WHAT THIS TASK INVOLVES: Copy out the items unchanged, starting with the line that contains "Point to the paved sidewalk." and continuing through the end of the items.

EXTRACTED ENTRIES:
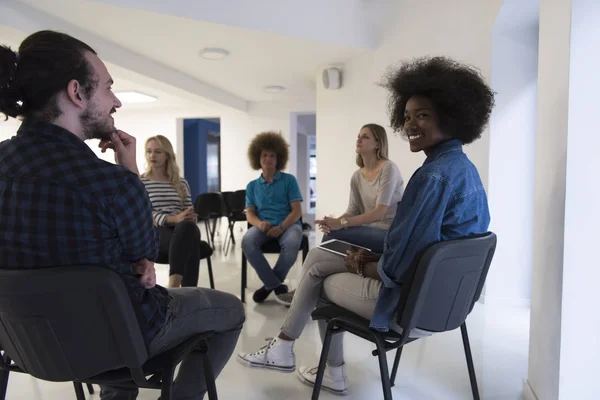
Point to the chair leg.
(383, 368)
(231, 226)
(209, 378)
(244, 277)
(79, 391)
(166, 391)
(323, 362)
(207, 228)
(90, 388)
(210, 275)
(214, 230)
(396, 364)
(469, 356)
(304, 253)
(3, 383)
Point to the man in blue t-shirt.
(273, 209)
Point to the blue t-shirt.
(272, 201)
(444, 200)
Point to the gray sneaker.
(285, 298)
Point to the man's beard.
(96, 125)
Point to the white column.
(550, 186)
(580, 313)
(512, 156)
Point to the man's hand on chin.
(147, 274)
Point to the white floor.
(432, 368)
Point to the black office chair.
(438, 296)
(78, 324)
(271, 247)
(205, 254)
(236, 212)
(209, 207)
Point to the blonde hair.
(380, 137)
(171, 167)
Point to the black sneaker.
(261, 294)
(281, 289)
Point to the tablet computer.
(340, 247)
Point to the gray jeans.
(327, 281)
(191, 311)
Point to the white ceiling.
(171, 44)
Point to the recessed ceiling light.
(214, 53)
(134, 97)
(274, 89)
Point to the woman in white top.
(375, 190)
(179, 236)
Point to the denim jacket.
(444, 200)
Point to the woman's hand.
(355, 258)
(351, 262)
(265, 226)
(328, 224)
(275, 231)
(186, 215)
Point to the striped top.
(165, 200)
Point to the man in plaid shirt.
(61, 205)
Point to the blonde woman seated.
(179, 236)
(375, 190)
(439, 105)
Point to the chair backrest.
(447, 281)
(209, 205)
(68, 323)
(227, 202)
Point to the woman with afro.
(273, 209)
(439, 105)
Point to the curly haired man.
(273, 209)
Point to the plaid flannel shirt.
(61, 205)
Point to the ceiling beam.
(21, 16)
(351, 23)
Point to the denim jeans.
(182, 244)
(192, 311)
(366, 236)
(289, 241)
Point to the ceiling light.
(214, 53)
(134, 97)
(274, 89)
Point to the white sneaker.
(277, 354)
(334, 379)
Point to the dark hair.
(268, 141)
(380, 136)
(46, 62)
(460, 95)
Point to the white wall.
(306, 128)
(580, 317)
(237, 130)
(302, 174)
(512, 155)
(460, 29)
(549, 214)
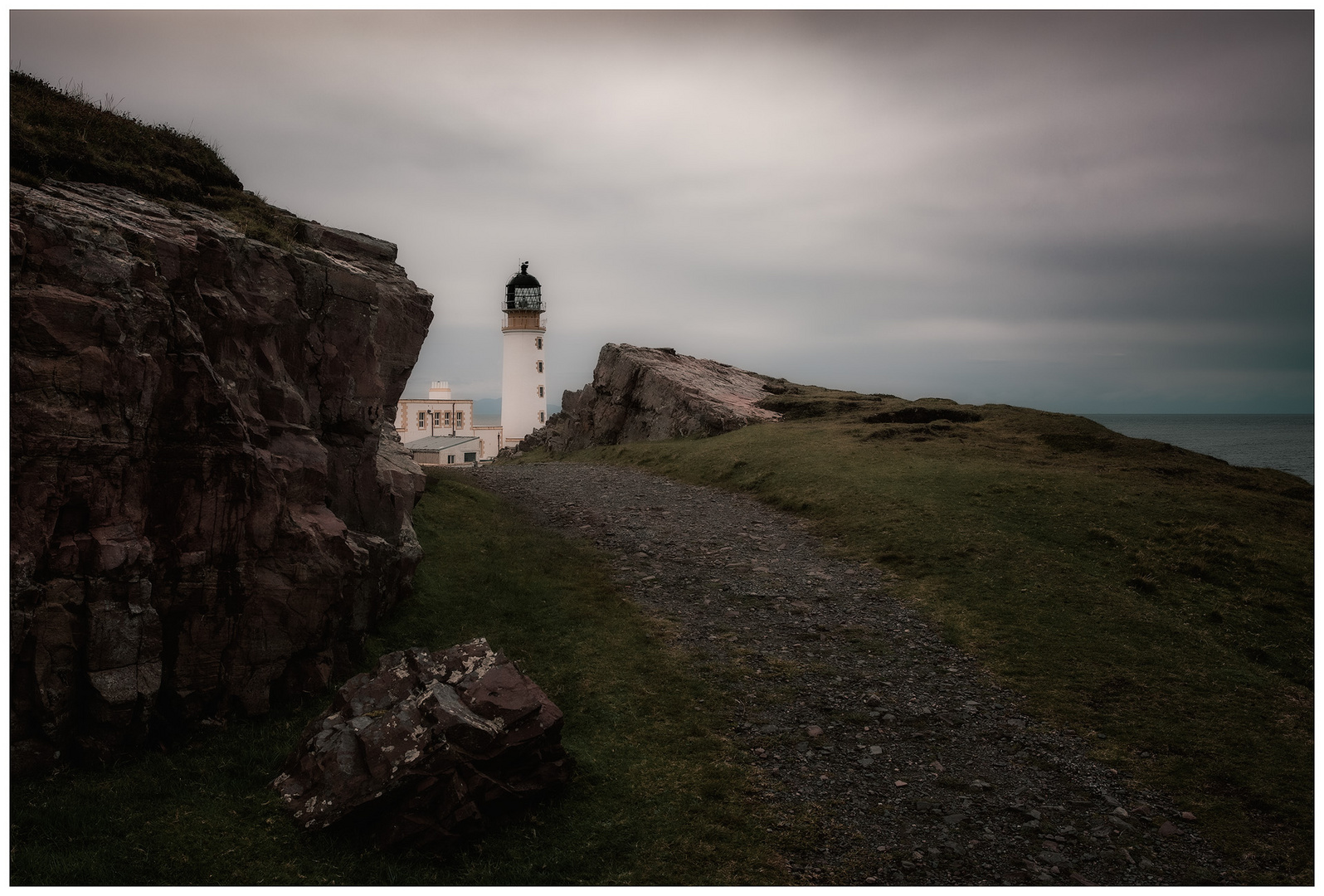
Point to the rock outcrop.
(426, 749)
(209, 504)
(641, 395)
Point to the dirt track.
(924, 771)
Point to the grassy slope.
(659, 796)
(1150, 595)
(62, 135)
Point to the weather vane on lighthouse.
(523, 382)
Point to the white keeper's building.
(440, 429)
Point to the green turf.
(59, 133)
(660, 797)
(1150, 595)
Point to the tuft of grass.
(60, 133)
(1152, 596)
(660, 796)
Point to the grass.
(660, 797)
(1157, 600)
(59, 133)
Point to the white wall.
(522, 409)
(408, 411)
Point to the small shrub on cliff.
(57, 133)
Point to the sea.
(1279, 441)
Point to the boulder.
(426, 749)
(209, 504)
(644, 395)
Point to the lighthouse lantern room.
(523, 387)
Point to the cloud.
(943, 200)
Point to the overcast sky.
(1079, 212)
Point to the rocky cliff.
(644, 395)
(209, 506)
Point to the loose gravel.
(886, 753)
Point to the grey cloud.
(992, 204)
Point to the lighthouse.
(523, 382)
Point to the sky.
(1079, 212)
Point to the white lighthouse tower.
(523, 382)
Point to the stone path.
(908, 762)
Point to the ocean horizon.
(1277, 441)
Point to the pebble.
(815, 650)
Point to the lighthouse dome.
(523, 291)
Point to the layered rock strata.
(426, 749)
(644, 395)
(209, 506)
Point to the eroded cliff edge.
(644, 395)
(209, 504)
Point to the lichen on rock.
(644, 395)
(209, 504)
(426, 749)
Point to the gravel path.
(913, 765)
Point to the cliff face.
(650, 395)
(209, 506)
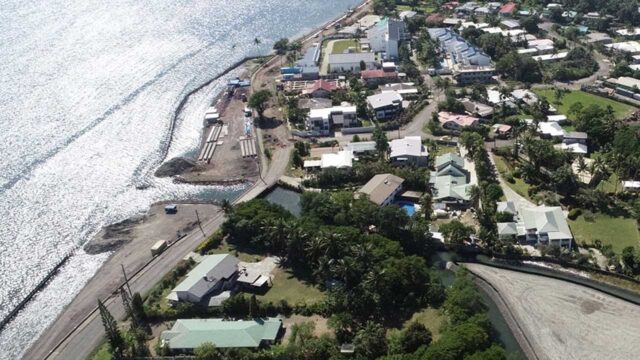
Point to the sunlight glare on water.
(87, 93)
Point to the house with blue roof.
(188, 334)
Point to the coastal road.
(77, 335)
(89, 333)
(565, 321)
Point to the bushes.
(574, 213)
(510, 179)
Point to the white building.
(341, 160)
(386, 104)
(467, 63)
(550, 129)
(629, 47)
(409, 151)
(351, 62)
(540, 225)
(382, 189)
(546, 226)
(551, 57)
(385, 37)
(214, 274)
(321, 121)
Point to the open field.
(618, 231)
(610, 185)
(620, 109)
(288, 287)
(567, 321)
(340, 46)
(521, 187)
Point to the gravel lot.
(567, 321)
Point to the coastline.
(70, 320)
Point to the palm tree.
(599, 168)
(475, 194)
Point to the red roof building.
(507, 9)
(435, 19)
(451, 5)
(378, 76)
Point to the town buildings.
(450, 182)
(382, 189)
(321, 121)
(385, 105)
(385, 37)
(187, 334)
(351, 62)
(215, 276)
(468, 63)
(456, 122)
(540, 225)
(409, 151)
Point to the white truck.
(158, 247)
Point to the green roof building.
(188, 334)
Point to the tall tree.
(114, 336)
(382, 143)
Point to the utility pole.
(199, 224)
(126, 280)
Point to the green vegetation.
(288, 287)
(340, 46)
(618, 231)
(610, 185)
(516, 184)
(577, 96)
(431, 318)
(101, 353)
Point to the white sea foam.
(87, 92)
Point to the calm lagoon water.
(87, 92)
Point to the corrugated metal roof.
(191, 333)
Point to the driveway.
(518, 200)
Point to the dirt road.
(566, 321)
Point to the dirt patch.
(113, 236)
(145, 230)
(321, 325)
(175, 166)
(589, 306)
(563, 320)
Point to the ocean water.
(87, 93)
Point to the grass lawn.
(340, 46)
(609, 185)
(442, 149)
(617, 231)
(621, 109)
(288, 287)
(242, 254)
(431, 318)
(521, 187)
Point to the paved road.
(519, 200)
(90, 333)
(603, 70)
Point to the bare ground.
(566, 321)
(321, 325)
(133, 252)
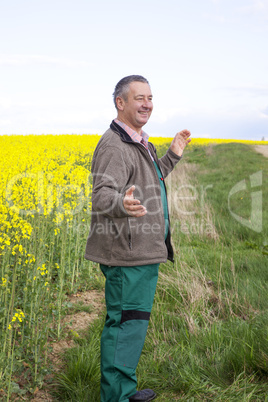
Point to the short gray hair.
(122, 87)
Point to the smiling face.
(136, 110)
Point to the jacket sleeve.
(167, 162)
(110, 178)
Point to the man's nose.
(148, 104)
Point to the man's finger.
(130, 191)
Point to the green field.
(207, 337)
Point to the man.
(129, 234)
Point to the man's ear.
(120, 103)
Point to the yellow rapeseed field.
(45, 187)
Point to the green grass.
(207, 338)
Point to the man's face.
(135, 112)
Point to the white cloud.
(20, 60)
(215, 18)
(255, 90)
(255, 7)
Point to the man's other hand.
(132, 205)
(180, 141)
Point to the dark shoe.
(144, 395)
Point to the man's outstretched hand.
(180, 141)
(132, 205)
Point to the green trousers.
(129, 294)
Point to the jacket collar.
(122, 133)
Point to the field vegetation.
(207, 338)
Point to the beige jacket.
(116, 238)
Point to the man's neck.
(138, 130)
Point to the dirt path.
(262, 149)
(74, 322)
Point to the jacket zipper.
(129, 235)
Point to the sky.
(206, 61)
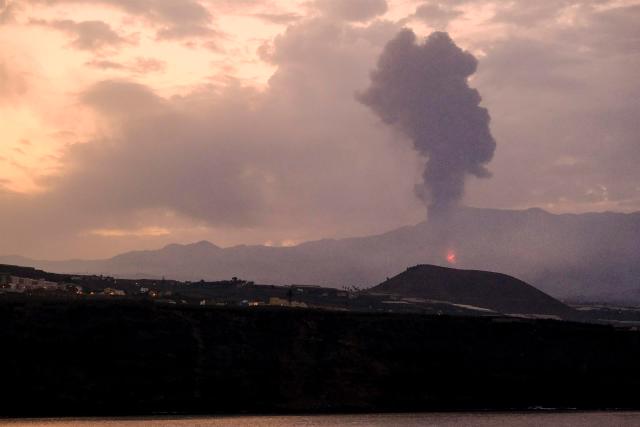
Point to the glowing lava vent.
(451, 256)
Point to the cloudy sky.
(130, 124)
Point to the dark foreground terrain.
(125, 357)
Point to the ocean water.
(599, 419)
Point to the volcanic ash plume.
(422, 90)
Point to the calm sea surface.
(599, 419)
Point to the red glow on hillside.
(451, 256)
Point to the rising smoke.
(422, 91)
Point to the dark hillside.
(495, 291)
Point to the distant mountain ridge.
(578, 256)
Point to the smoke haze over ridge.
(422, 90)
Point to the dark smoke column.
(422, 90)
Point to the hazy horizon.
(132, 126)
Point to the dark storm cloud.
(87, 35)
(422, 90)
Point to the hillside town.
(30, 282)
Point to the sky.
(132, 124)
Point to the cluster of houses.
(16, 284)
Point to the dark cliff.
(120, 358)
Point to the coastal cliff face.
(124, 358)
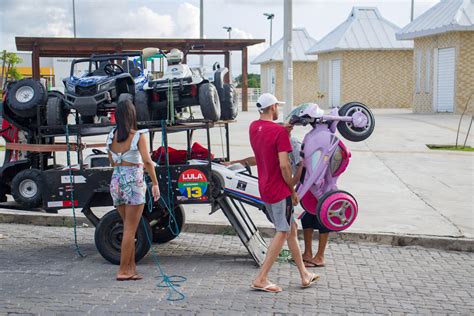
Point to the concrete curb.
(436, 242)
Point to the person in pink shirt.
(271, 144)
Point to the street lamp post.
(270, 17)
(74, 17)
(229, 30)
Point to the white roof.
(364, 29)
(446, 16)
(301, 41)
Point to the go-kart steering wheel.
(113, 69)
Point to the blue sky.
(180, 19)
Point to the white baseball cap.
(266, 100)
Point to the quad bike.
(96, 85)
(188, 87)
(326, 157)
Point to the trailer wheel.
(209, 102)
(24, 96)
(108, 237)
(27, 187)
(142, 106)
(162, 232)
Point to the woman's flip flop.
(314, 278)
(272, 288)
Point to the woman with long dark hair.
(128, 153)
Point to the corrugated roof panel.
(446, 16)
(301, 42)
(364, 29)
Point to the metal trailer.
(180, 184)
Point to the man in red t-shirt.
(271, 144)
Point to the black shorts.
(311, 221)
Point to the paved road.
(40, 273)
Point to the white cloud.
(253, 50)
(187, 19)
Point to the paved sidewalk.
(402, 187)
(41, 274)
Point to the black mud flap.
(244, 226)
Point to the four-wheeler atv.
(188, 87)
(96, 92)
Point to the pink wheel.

FINISHED EXERCISE:
Point to the paved sidewalk.
(402, 187)
(41, 274)
Point to the black mud flap.
(244, 226)
Point to the four-wheeler atv.
(188, 87)
(96, 92)
Point to the pink wheel.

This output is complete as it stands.